TASK REQUIREMENTS: Return only the line that contains "Target: dormer window" and each line after it, through the last line of the data below, copied exactly.

Data listing:
------------

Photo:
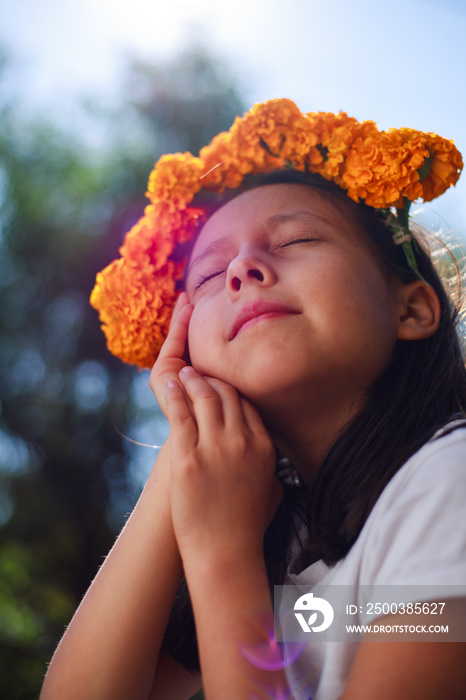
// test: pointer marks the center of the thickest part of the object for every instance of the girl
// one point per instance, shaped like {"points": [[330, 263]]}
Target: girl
{"points": [[313, 381]]}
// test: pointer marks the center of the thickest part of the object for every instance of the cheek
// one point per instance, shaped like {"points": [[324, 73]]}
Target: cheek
{"points": [[200, 337]]}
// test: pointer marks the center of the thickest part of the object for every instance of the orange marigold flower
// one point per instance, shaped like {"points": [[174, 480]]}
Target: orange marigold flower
{"points": [[175, 180], [135, 294]]}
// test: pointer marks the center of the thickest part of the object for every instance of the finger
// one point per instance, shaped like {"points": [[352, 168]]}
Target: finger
{"points": [[182, 425], [207, 404]]}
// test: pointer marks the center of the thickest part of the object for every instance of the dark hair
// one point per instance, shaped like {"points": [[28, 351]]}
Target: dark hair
{"points": [[421, 390]]}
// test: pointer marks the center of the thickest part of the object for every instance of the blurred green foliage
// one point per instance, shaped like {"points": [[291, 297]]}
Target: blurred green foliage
{"points": [[66, 474]]}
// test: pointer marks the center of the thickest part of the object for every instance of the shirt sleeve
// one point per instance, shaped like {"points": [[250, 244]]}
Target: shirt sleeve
{"points": [[418, 532]]}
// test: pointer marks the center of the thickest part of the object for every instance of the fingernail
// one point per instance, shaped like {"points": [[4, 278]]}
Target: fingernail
{"points": [[171, 384]]}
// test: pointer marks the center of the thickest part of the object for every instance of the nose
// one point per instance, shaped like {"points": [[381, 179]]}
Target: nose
{"points": [[248, 268]]}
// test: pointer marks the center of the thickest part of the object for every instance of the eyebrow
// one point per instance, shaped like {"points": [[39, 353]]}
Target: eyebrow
{"points": [[300, 214], [220, 245]]}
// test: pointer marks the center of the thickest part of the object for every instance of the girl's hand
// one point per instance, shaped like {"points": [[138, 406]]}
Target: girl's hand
{"points": [[171, 358], [223, 486]]}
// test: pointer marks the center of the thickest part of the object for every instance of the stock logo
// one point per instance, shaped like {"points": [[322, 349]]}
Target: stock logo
{"points": [[311, 604]]}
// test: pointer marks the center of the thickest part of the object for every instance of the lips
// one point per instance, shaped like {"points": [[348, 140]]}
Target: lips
{"points": [[255, 311]]}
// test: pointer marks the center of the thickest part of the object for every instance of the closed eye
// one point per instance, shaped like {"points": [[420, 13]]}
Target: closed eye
{"points": [[297, 239], [205, 277]]}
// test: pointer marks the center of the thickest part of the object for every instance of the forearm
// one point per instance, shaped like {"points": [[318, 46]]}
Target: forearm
{"points": [[234, 623], [111, 646]]}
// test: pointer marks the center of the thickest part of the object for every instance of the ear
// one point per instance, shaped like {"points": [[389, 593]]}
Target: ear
{"points": [[420, 311]]}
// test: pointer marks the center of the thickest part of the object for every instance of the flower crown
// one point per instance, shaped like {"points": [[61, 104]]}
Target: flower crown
{"points": [[387, 170]]}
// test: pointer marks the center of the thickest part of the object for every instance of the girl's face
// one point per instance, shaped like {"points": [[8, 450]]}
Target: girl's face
{"points": [[288, 297]]}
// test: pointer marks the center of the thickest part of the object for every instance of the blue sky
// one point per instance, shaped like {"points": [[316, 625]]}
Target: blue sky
{"points": [[400, 63]]}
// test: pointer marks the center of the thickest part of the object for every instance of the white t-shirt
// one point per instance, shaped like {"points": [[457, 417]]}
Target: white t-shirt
{"points": [[414, 536]]}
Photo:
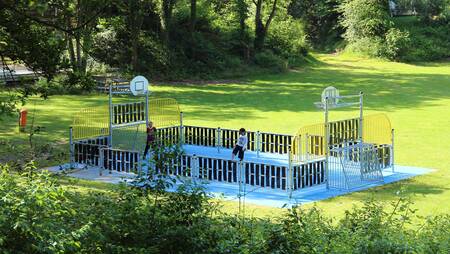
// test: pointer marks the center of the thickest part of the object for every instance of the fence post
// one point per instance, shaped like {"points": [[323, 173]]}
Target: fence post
{"points": [[258, 143], [71, 148], [241, 174], [392, 151], [289, 182], [307, 147], [181, 129], [194, 166], [111, 109], [139, 165], [219, 138]]}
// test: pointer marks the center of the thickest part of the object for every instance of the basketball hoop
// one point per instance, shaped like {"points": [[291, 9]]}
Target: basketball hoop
{"points": [[139, 85]]}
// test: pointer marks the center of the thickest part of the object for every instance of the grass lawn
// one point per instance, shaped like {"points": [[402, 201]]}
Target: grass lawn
{"points": [[415, 97]]}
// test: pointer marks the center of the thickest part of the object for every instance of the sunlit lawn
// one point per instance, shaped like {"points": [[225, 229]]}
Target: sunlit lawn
{"points": [[415, 97]]}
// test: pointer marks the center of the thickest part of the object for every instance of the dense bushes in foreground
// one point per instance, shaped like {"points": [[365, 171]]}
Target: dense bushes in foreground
{"points": [[37, 215]]}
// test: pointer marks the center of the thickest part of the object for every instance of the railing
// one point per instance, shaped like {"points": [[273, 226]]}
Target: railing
{"points": [[128, 112], [87, 151], [354, 165], [251, 173], [120, 160]]}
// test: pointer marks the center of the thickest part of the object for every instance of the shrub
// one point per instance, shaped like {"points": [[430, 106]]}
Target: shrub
{"points": [[37, 215]]}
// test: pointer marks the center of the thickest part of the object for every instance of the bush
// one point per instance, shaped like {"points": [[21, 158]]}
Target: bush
{"points": [[37, 215], [396, 45], [269, 60]]}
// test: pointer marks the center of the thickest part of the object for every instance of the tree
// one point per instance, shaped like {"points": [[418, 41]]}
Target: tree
{"points": [[262, 27], [71, 21], [166, 19], [241, 8], [320, 20]]}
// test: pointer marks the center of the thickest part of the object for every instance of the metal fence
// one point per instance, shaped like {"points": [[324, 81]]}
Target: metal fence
{"points": [[120, 160], [354, 165], [128, 112], [227, 138], [90, 123]]}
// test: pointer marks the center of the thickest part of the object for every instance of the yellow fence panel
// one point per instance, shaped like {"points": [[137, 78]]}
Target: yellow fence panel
{"points": [[164, 112], [377, 129], [91, 122]]}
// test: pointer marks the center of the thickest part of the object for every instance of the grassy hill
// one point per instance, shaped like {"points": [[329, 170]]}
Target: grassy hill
{"points": [[416, 97]]}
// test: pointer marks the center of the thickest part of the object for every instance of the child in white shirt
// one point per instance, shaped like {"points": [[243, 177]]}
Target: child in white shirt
{"points": [[241, 145]]}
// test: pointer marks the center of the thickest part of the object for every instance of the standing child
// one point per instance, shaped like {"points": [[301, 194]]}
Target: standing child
{"points": [[241, 145], [151, 131]]}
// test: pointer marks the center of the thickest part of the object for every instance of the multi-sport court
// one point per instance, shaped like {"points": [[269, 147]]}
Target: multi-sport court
{"points": [[318, 161]]}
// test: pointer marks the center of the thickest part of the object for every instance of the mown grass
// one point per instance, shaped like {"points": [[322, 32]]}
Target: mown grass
{"points": [[415, 97]]}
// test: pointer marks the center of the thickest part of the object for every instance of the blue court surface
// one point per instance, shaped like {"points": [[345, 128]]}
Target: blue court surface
{"points": [[225, 153], [256, 195], [278, 198]]}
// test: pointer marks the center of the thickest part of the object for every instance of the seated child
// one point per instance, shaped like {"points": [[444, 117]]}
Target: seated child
{"points": [[241, 145]]}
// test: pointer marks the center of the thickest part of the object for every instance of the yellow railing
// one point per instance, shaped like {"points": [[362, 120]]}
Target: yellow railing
{"points": [[309, 142], [94, 121], [91, 122], [377, 129], [164, 112]]}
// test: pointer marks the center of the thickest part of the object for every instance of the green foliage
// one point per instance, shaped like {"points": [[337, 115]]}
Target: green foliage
{"points": [[370, 29], [319, 19], [269, 60], [427, 42], [37, 215], [396, 43]]}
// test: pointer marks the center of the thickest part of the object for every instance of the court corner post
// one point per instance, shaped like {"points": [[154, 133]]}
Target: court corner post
{"points": [[181, 129], [258, 143], [71, 148], [290, 182], [219, 138], [392, 150]]}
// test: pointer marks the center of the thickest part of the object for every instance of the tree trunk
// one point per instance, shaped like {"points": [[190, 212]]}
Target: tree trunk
{"points": [[242, 11], [166, 18], [261, 28], [193, 16], [78, 46], [136, 19]]}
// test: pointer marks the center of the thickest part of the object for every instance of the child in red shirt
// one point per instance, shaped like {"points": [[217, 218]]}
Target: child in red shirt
{"points": [[151, 132]]}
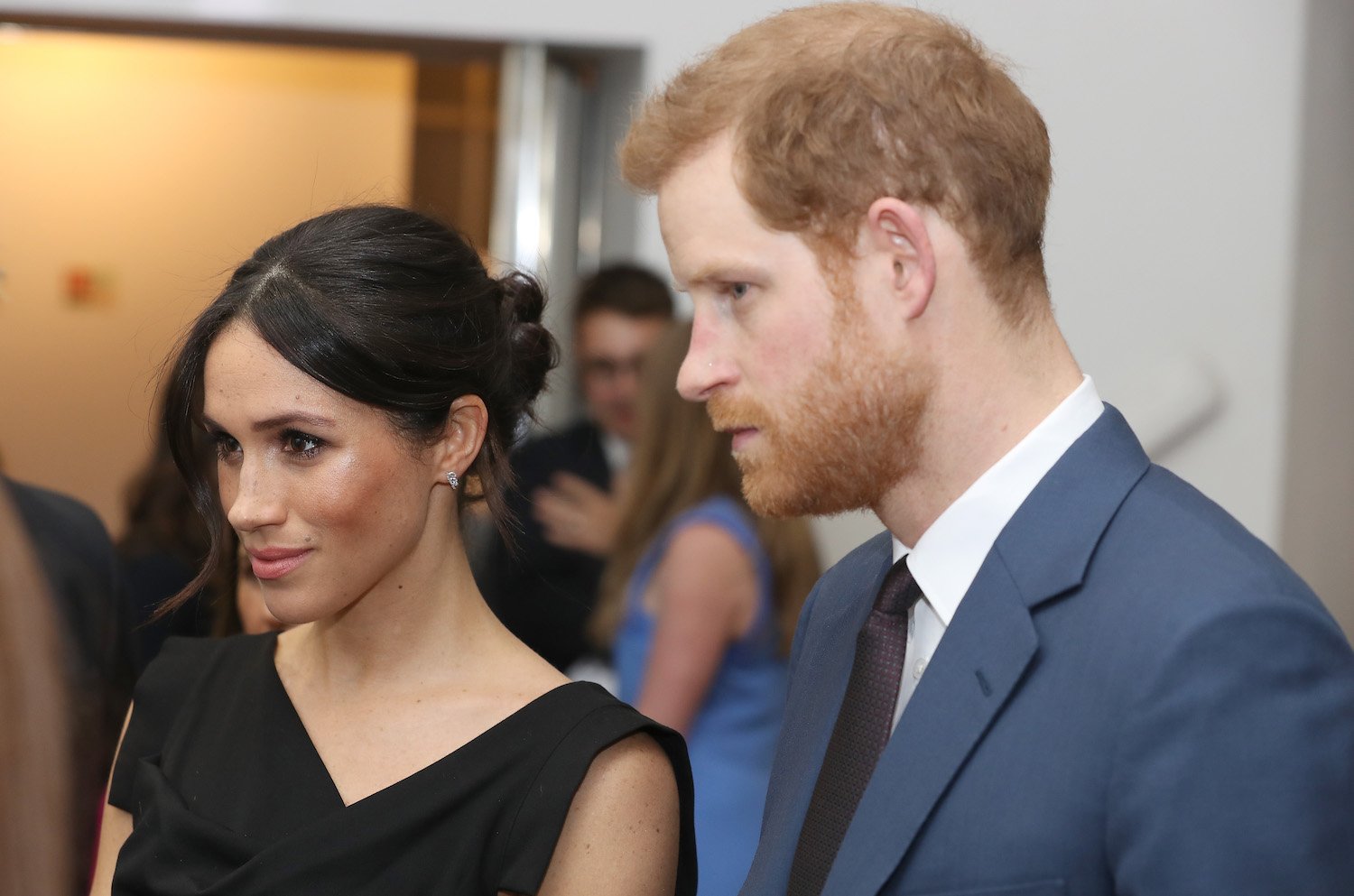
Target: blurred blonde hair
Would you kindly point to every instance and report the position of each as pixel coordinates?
(837, 105)
(35, 747)
(679, 462)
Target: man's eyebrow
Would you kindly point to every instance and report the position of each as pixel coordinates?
(723, 271)
(278, 421)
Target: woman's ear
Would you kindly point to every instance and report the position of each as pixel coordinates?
(468, 421)
(896, 236)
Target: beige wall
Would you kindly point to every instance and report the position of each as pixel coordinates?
(1319, 484)
(159, 165)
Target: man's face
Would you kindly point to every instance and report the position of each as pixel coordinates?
(825, 414)
(611, 349)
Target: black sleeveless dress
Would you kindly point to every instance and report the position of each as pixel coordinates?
(229, 796)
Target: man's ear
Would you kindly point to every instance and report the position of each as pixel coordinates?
(895, 236)
(468, 422)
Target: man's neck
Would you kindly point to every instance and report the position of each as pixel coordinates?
(974, 420)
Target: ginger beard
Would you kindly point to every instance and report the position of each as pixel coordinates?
(842, 440)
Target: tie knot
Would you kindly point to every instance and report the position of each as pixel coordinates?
(899, 590)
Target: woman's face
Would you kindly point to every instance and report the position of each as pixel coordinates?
(328, 501)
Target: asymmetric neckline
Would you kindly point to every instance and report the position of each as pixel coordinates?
(292, 715)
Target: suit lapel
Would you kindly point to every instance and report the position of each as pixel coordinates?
(982, 660)
(975, 669)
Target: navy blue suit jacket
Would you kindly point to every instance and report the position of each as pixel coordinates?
(1135, 697)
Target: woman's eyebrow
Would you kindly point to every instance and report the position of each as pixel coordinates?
(278, 421)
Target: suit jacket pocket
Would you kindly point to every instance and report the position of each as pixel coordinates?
(1039, 888)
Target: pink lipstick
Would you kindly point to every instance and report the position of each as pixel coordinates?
(273, 563)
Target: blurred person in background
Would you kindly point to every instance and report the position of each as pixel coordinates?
(699, 605)
(162, 549)
(362, 378)
(78, 560)
(543, 585)
(37, 854)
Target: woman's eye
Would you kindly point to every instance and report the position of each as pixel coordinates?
(227, 447)
(301, 444)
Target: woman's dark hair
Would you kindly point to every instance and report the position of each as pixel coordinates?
(392, 309)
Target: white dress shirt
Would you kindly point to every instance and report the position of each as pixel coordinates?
(948, 555)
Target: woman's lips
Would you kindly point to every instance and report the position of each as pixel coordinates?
(273, 563)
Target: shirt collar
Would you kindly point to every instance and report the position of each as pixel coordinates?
(948, 555)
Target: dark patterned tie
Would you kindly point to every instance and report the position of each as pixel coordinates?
(860, 734)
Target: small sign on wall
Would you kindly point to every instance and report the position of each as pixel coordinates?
(88, 287)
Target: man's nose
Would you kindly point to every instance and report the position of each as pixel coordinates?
(706, 367)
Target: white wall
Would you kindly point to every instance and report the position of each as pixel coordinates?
(1175, 137)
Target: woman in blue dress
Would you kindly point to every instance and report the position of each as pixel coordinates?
(699, 604)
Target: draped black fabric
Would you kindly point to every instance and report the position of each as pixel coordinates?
(229, 796)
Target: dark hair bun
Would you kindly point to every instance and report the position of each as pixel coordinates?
(533, 349)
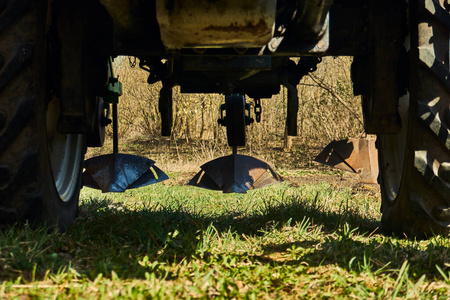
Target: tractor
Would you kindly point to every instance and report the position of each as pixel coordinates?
(58, 92)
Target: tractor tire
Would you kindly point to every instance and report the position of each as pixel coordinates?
(415, 163)
(40, 169)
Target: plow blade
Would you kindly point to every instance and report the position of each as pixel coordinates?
(353, 155)
(119, 172)
(235, 174)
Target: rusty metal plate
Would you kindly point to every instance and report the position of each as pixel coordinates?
(225, 23)
(352, 155)
(119, 172)
(235, 174)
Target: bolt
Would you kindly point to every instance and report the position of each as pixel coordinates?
(444, 171)
(2, 120)
(5, 172)
(447, 4)
(447, 116)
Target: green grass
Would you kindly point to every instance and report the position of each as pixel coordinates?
(168, 242)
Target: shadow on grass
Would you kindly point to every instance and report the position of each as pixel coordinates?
(109, 237)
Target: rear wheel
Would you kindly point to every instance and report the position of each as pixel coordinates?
(415, 163)
(40, 169)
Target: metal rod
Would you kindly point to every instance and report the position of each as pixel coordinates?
(115, 130)
(234, 150)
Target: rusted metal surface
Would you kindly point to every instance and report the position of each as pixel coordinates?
(235, 174)
(353, 155)
(205, 23)
(118, 172)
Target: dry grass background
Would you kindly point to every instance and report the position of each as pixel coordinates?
(327, 111)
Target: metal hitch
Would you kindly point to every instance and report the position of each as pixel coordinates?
(354, 155)
(118, 172)
(235, 174)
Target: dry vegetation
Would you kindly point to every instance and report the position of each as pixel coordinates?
(328, 111)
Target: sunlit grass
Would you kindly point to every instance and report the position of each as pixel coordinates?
(162, 241)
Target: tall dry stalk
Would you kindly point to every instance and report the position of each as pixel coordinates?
(327, 109)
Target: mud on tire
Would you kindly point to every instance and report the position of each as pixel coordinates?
(415, 164)
(39, 168)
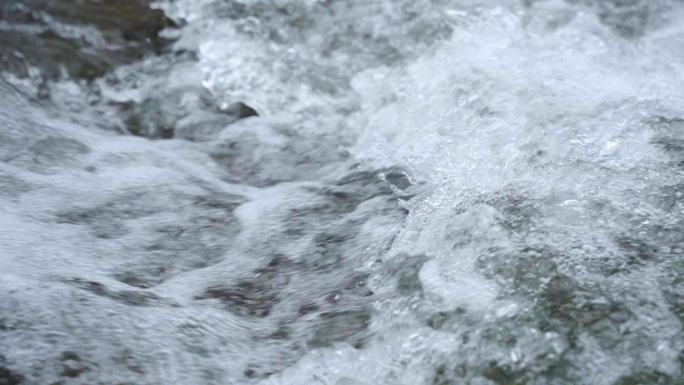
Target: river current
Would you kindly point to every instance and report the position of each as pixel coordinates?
(342, 192)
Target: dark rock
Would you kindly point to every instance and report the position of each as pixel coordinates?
(127, 297)
(254, 297)
(72, 366)
(130, 29)
(650, 377)
(10, 377)
(240, 110)
(340, 326)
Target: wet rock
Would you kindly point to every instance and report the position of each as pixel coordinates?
(149, 119)
(10, 377)
(245, 298)
(239, 110)
(254, 297)
(126, 297)
(628, 18)
(11, 186)
(340, 326)
(649, 377)
(440, 319)
(72, 366)
(129, 30)
(503, 374)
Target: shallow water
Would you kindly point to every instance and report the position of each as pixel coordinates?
(342, 192)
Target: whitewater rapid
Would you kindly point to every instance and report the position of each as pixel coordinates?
(351, 193)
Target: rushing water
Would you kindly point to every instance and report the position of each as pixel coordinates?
(342, 192)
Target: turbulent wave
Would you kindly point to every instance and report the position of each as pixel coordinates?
(342, 192)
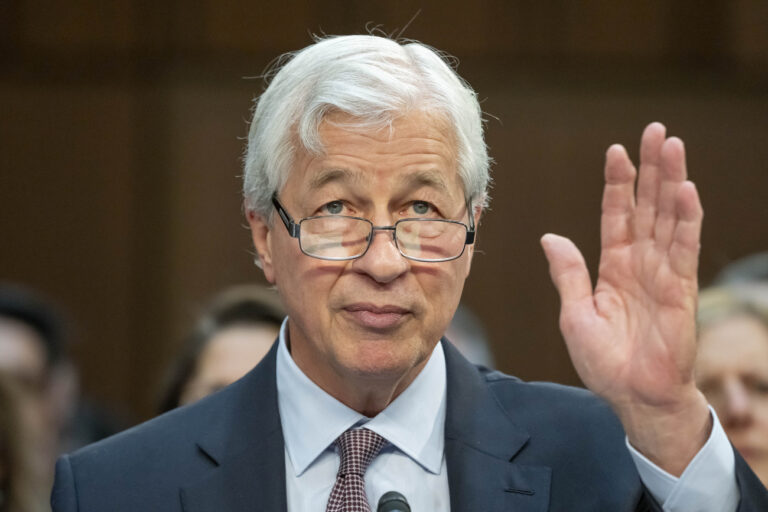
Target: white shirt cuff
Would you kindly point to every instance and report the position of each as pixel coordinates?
(708, 484)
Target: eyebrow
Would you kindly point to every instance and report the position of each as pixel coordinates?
(427, 177)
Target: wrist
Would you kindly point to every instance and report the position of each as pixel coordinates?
(669, 435)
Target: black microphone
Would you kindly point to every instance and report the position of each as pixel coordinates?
(393, 501)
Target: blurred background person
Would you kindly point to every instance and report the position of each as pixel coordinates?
(33, 356)
(467, 333)
(732, 369)
(21, 488)
(234, 332)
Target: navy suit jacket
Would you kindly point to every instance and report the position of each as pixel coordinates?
(509, 445)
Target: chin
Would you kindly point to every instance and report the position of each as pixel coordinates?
(382, 361)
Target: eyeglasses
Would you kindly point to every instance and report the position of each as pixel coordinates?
(341, 237)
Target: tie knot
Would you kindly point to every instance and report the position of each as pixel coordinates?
(358, 448)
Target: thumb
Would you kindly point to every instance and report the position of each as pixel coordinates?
(567, 269)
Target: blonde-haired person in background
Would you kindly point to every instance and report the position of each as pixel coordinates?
(732, 369)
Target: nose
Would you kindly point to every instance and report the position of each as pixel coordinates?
(383, 261)
(738, 404)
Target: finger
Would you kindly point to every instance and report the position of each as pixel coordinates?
(673, 174)
(618, 198)
(684, 249)
(648, 179)
(568, 270)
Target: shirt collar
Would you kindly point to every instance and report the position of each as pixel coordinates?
(312, 419)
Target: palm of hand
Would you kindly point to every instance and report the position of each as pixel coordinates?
(632, 340)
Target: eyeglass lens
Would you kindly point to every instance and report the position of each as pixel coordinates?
(347, 238)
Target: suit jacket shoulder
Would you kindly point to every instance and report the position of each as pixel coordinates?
(224, 452)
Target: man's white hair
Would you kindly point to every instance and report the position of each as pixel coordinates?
(373, 79)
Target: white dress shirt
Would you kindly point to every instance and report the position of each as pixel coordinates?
(413, 462)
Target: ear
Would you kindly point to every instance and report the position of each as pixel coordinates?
(261, 233)
(477, 212)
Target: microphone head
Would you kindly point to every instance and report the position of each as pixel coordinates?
(393, 501)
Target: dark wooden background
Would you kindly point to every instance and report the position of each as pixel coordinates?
(122, 125)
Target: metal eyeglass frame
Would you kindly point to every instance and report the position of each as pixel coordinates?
(294, 230)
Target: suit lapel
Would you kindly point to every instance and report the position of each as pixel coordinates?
(244, 443)
(481, 442)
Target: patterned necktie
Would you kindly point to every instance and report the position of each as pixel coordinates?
(358, 448)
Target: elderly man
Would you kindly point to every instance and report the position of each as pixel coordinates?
(365, 180)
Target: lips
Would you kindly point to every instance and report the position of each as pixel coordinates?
(376, 317)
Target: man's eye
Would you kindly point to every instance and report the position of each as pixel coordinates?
(421, 207)
(334, 207)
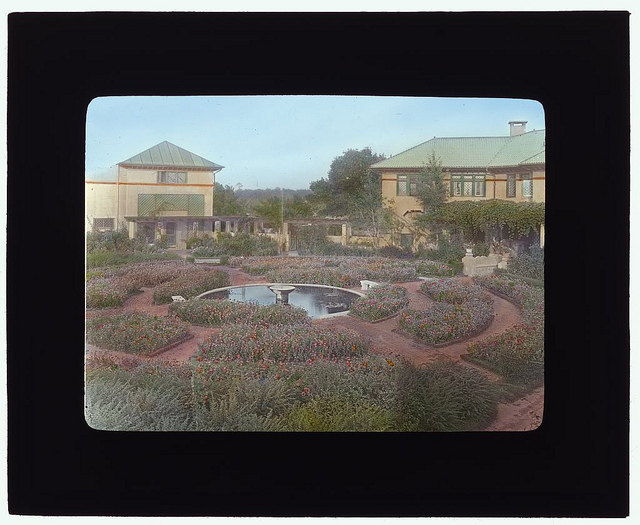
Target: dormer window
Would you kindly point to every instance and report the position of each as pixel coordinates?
(172, 177)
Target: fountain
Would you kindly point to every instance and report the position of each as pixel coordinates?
(282, 292)
(318, 300)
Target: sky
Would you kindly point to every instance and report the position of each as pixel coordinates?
(286, 141)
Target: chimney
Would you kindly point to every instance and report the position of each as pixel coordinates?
(517, 127)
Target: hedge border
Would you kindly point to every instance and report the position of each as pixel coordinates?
(378, 320)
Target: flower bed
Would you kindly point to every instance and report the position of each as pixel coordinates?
(189, 286)
(380, 302)
(104, 292)
(327, 276)
(151, 274)
(460, 311)
(219, 312)
(135, 333)
(332, 271)
(512, 288)
(518, 353)
(111, 287)
(453, 292)
(446, 323)
(283, 343)
(434, 268)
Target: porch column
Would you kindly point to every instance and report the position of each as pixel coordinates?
(346, 234)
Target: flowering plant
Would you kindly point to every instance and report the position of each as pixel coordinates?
(453, 291)
(190, 285)
(445, 323)
(135, 333)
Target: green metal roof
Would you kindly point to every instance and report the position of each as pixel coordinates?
(472, 152)
(170, 155)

------------

FULL OUTPUT:
Target: dormer window
Would you kindly point to every instance and report the position of each as pixel coordinates?
(172, 177)
Target: fountain
Would you kindly point to every instance and report the position of each as pixel coordinates?
(282, 292)
(318, 300)
Target: sky
Would you kindly point to every instance and report the position of each as pixel coordinates?
(286, 141)
Target: chimney
Would you kindly point to every instance and report the position of each as pixel coordinates?
(517, 127)
Target: hedge border
Would you kindly point to every instance and report the position of each as pixel coordinates?
(378, 320)
Target: flower bed
Would you kindly point to every instance and report the position of each as pixel coordinates?
(189, 286)
(380, 302)
(104, 292)
(327, 276)
(151, 274)
(460, 311)
(219, 312)
(135, 333)
(332, 271)
(512, 288)
(518, 353)
(111, 287)
(453, 292)
(446, 323)
(283, 343)
(434, 268)
Target: porch column
Would you kindly point to every instance and report the position of each as pixel coordinates?
(346, 234)
Target: flowering plant
Would you kindly point to every instance and report the position of each as pixel coordinates?
(453, 291)
(190, 285)
(445, 323)
(135, 333)
Target: green metal roof
Would you kindly point to every instance and report the position of each as pixel coordinates?
(472, 152)
(170, 155)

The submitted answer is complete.